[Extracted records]
──────────
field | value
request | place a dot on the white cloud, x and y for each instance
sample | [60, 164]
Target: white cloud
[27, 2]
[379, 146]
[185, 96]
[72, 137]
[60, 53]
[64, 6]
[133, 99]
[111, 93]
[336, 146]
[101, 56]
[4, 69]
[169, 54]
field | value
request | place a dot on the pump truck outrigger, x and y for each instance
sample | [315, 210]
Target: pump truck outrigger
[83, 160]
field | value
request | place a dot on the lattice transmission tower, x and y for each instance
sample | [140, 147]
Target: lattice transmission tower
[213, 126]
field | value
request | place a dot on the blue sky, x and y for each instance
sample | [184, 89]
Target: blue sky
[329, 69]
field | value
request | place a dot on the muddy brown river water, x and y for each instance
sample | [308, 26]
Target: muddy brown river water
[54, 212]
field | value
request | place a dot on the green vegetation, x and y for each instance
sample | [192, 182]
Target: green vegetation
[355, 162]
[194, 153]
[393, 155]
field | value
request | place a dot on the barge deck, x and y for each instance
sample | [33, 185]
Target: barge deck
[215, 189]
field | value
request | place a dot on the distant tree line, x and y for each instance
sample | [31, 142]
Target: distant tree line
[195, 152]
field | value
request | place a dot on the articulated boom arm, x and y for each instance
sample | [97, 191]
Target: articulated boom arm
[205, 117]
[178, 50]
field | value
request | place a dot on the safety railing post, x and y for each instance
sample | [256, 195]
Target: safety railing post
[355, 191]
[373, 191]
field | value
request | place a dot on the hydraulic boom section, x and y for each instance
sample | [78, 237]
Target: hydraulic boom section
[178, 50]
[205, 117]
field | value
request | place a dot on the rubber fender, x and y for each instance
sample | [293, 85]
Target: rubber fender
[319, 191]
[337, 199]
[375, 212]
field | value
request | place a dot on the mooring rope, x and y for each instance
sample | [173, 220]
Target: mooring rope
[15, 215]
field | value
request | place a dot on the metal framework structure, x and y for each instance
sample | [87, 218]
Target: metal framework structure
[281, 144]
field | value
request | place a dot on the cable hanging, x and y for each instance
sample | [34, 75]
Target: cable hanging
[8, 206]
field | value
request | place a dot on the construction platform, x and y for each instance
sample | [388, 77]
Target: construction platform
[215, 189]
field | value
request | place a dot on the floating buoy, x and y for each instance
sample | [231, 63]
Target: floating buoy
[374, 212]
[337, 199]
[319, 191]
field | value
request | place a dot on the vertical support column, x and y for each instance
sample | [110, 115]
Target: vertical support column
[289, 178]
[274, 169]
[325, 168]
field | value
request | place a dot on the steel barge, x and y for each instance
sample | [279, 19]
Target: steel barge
──────────
**Work required**
Reproduce the full listing exactly.

**Solution to the problem**
field | value
request | place a dot on the white cloud, x and y for each instance
sample | [60, 164]
Target: white cloud
[27, 2]
[379, 146]
[185, 96]
[72, 137]
[60, 53]
[64, 6]
[133, 99]
[111, 93]
[336, 146]
[101, 56]
[4, 69]
[169, 54]
field | value
request | place a dot on the pump truck outrigger, x and y for each instance
sample | [315, 210]
Target: pump truck outrigger
[83, 160]
field | value
request | place a dot on the lattice transmission tower, x and y for each instance
sample | [140, 147]
Target: lattice transmission tower
[213, 126]
field | value
request | place a dot on the blue sky, x and y for each instance
sample | [184, 89]
Target: blue sky
[329, 69]
field | value
request | place a dot on the muddy brown river water, x and y for each instance
sample | [308, 26]
Target: muddy brown river water
[54, 212]
field | value
request | place a dot on the green vegetation, x and y for each instance
sample | [192, 182]
Target: green vegetation
[355, 162]
[194, 153]
[393, 155]
field | value
request | place a dot on the barge deck, x and y for each instance
sample | [33, 185]
Target: barge deck
[215, 189]
field | value
request | place a dot on the distant tree line, x and y for each instance
sample | [31, 142]
Target: distant tree line
[195, 152]
field | value
request | place a dot on the articulated boom arm, x and y for each instance
sample | [97, 191]
Target: articulated boom arm
[205, 117]
[178, 50]
field | value
request | place a dot on the safety railing post, x and y for each instance
sample | [256, 195]
Target: safety railing post
[355, 191]
[373, 191]
field | value
request | place a dot on the hydraulic boom section, x and y for each instance
sample | [78, 237]
Target: hydraulic boom section
[178, 50]
[205, 117]
field | value
request | place a dot on the rubber fender, x and y for each instance
sample | [293, 85]
Target: rubber fender
[319, 191]
[337, 199]
[375, 212]
field | value
request | place a dot on the mooring rope, x and y for each instance
sample | [173, 220]
Target: mooring rope
[15, 215]
field | value
request | place a dot on the metal framework structure, x and y for each instance
sample | [87, 218]
Target: metal framework structure
[281, 144]
field | value
request | place a dot on the cable hanging, x and y for each instance
sample | [34, 75]
Target: cable hanging
[8, 206]
field | value
request | place a dot on the construction platform, x and y for each instance
sample | [388, 77]
Target: construction platform
[215, 189]
field | value
request | place a dot on the floating buoy, x and y for each instance
sample | [231, 63]
Target: floating buoy
[374, 212]
[337, 199]
[319, 191]
field | value
request | place a dot on the vertical support column, x and y for each instance
sample | [110, 115]
Target: vertical support column
[289, 178]
[274, 169]
[325, 168]
field | value
request | place a dot on the steel barge, x and y for each instance
sample | [279, 19]
Target: steel barge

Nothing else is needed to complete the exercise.